## Excerpt to read
I really wanted to love the Icecreamists, the self-proclaimed agents of cool bringing ice cream, rock and gratuitous nudity to the masses from Selfridges until the 1st November. On two occasions I lured friends there with the promise of ice cream-themed excitement. Unfortunately on both occasions the experience was a bit of a let down.
For the record the ice cream itself is very good and so surely anything more is just an added extra; the literal cherry on top of the knickerbockerglory. The Icecreamists certainly have added many cherries by marketing the venue as not just an ice cream parlour but also a pop-up, a music venue, plus there are allusions to fashion pretensions on the website. There is a fun punk theme and on the first night I was there a lady stood awkwardly next to an ice cream van clad in nothing but leather underwear and an American style police hat looking as if she had just stepped off the set of a George Michael video. I know some people love a token nude female, a few of the back-packed tourists who had somehow wandered down to this den of iniquity looked thrilled, I however find it really boring and about as modern as a Miss World contest.

Rose ice cream
I first visited on the opening night. I had requested tickets on facebook and, through a combination of the fevered message of congratulations I had received on ‘winning’ and my own excitement, I really thought we were in for a treat. Instead we stood in a queue for a while with a bunch of people who seemed as confused as we were. I won’t go into the ins and outs of where it went wrong but basically our names were never taken and a boy of about 15, skinny jeans worn so tight I feared for his fertility, led us nonchalantly to a large communal table. The boy seemed to have as little idea of what was going on as we did and at one point asked us where some other customers had gone. He thought they had left without paying but I explained to him that he had never actually taken their order and after about 15 minutes waiting they had left.
On this evening the alcoholic ice cream cocktails were off the menu as they were still in development so we settled for a rose flavoured ice cream which was an eye watering £5 a scoop. The £5 gets you a generous scoop in a plastic cup. No cream, no biscuit, no plate, not even real cutlery like you get at the Wimpy. With prices as high as they are you need never forget you are in the basement of Selfridges. The music was good but loud which is weird outside of a club.

Absinthe in a drip - if they had actualy injected it into my vein that would have been fun.

## Questions to answer
**1)** Copy word for word the part of the Icecreamists review between "I really wanted" and "a let down.", inclusive.
**2)** Resume the Icecreamists review after its last sentence.
The lines that come next are separate material and have nothing to do with the Icecreamists review.

## Information
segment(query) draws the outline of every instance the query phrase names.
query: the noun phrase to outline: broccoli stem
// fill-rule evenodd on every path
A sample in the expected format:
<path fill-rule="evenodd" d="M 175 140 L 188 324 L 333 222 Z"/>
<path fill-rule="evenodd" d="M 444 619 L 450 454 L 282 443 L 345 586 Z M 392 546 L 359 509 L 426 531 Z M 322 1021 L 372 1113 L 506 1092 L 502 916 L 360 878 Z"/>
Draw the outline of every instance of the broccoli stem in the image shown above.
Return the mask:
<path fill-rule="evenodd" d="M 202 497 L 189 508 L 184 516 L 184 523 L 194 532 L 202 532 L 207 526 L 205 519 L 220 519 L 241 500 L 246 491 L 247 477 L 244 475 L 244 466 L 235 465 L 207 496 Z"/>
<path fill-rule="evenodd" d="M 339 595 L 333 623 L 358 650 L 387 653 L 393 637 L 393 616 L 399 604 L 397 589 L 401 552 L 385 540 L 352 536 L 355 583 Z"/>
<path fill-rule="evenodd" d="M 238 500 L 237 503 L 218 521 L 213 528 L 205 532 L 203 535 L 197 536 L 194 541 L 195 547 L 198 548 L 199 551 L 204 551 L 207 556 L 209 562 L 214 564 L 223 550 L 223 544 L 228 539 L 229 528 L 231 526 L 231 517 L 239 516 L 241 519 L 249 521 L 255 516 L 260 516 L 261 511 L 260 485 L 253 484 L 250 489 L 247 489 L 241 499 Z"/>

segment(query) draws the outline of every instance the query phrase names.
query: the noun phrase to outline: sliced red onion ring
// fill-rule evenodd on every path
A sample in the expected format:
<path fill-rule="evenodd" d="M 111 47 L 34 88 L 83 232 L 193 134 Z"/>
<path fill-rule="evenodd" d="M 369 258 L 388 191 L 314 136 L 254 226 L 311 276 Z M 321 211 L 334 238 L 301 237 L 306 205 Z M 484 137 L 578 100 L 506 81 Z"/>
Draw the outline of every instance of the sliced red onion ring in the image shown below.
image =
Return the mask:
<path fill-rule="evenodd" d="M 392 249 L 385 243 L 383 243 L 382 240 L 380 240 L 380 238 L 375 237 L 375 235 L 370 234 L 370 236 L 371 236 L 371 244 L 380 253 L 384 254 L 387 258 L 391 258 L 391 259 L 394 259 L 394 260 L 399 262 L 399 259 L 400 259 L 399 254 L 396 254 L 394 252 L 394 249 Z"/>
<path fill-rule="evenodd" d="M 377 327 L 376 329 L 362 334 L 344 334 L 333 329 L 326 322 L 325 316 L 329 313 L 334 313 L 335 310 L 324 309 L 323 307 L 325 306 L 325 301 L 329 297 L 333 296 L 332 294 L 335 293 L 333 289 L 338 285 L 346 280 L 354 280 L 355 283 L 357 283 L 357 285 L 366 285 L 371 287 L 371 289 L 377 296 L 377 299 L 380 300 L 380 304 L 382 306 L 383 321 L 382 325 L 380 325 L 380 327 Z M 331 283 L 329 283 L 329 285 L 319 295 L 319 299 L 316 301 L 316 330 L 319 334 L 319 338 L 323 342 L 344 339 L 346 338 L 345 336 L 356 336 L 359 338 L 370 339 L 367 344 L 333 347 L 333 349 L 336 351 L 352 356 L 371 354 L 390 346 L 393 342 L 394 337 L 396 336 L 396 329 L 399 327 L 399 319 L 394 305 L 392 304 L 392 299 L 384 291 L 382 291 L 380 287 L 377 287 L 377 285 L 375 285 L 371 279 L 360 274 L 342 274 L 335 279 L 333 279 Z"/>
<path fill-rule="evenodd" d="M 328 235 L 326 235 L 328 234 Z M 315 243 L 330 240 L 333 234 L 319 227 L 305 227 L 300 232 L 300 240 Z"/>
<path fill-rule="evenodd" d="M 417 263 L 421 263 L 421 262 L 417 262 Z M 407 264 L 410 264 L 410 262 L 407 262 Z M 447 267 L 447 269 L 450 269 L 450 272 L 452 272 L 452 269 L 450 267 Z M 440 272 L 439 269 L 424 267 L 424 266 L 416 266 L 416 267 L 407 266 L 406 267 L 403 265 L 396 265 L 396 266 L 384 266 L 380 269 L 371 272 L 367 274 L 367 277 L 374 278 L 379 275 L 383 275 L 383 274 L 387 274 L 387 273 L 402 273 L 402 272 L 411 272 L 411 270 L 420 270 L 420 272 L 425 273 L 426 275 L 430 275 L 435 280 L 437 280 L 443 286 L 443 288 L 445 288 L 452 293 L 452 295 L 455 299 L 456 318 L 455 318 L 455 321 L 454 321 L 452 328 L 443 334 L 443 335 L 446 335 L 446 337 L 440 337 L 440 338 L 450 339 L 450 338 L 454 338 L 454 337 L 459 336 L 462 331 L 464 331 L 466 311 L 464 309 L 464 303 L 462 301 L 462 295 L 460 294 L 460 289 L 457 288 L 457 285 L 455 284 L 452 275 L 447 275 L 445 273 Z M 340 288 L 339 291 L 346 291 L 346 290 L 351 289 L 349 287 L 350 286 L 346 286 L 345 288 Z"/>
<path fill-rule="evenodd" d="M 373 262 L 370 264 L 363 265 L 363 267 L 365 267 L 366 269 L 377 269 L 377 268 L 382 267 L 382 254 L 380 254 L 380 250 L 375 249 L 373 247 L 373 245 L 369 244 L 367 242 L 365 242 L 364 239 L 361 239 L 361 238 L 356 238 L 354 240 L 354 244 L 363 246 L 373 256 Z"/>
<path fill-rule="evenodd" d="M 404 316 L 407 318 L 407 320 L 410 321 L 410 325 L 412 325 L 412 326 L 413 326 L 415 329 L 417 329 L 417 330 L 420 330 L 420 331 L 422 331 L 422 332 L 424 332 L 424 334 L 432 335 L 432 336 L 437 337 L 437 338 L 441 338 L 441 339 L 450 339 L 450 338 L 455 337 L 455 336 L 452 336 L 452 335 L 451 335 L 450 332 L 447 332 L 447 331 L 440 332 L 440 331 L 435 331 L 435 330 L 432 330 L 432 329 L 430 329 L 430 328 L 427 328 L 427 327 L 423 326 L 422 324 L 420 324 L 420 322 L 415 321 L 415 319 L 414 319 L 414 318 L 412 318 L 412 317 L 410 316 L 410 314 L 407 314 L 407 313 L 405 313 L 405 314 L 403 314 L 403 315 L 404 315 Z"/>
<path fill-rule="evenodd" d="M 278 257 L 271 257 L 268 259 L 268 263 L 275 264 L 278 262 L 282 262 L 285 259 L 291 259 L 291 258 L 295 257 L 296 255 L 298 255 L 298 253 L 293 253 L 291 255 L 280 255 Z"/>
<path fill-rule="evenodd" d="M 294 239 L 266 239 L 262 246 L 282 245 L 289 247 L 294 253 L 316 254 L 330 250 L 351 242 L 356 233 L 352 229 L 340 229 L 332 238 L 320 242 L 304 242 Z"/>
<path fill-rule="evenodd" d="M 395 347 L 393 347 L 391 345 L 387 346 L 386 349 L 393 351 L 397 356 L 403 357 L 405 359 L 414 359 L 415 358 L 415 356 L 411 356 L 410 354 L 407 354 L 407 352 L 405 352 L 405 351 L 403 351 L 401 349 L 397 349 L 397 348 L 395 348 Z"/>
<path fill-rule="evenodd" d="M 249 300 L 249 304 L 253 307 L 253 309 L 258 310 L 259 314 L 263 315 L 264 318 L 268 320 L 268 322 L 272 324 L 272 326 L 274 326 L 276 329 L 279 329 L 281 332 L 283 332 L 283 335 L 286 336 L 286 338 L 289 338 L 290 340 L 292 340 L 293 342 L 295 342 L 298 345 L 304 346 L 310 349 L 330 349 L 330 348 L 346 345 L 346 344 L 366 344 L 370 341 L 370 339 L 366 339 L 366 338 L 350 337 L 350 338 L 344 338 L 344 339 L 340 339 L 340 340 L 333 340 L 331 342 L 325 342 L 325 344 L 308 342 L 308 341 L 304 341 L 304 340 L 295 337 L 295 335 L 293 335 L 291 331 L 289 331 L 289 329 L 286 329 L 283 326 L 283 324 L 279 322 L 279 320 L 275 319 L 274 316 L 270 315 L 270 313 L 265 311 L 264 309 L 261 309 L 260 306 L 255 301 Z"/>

## Answers by item number
**1)**
I really wanted to love the Icecreamists, the self-proclaimed agents of cool bringing ice cream, rock and gratuitous nudity to the masses from Selfridges until the 1st November. On two occasions I lured friends there with the promise of ice cream-themed excitement. Unfortunately on both occasions the experience was a bit of a let down.

**2)**
The following day I saw that the organisers had apologised on facebook for some of the teething issues and so I decided to email them about it. As a result I was offered another opportunity to visit and try two ice cream cocktails on the house. So last week, with a spring in my step and a new-found faith in the power of complaining, I descended into the depths of my third favourite department store. This time the place was dead. There was no band and the staff outnumbered customers. Clearly Tuesday is not the night when the cool kids go for ice cream.
The staff were very helpful and pleasant. We were treated to the Sex Pistol cocktail and something which I think was called the Molatoffee cocktail, £19.99 and £16.99 respectively. I know, my hands are sweating too. These are probably the most expensive cocktails I have ever ordered, and I can only thank the very generous organisers for offering us these. If I were to spend £20 on a cocktail in real life there would be some pretty hefty stipulations including, but not limited to, a crystal glass; inclusion of all the major spirits; some sort of gold leaf flotsam; a side order of nibbles; a very comfy chair and a breath-taking view. So naturally the ice cream cocktails were a little disappointing.
The sex pistol cocktail was two scoops of delicious ‘viagra’ ice cream in a martini glass with a shard of James Martin–style melted sugar on top. The waitress dragged along a medical drip with two bags filled with absinthe attached. She then decanted a shots worth of absinthe from the drip to a glass. This we were instructed to pour over the ice cream. Likewise the Molotoffee ice cream was served in a martini glass with a shot of brandy on the side. The Sex Pistol cocktail was nice enough although we couldn’t help but feel we’d just ruined a £20 portion of ice cream by covering it in medicinal booze. As to the claims that this cocktail was a natural Viagra, let’s just say no insatiable lust was apparent at any stage of the evening. The Molotoffee ice cream was a combination of incredibly sweet and incredibly alcoholic. I’m sorry to say it just didn’t work for me. Neither of these were right as a cocktail but I expect with prices like these they are rarely ordered.

The Sex Pistol cocktail.
I think there is a great idea here that, with lower prices, could be brilliantly marketed at teenagers who want to socialise somewhere that isn’t a cinema or a shopping centre. It can be tiring trying to look over 18 and a trendy ice cream parlour with live music could be a great solution. While the high prices and the basement location didn’t do it for me I think maybe I’m not the target audience, there are a lot of teenagers in Selfridges who wouldn’t blink an eye at a £5 scoop of ice cream.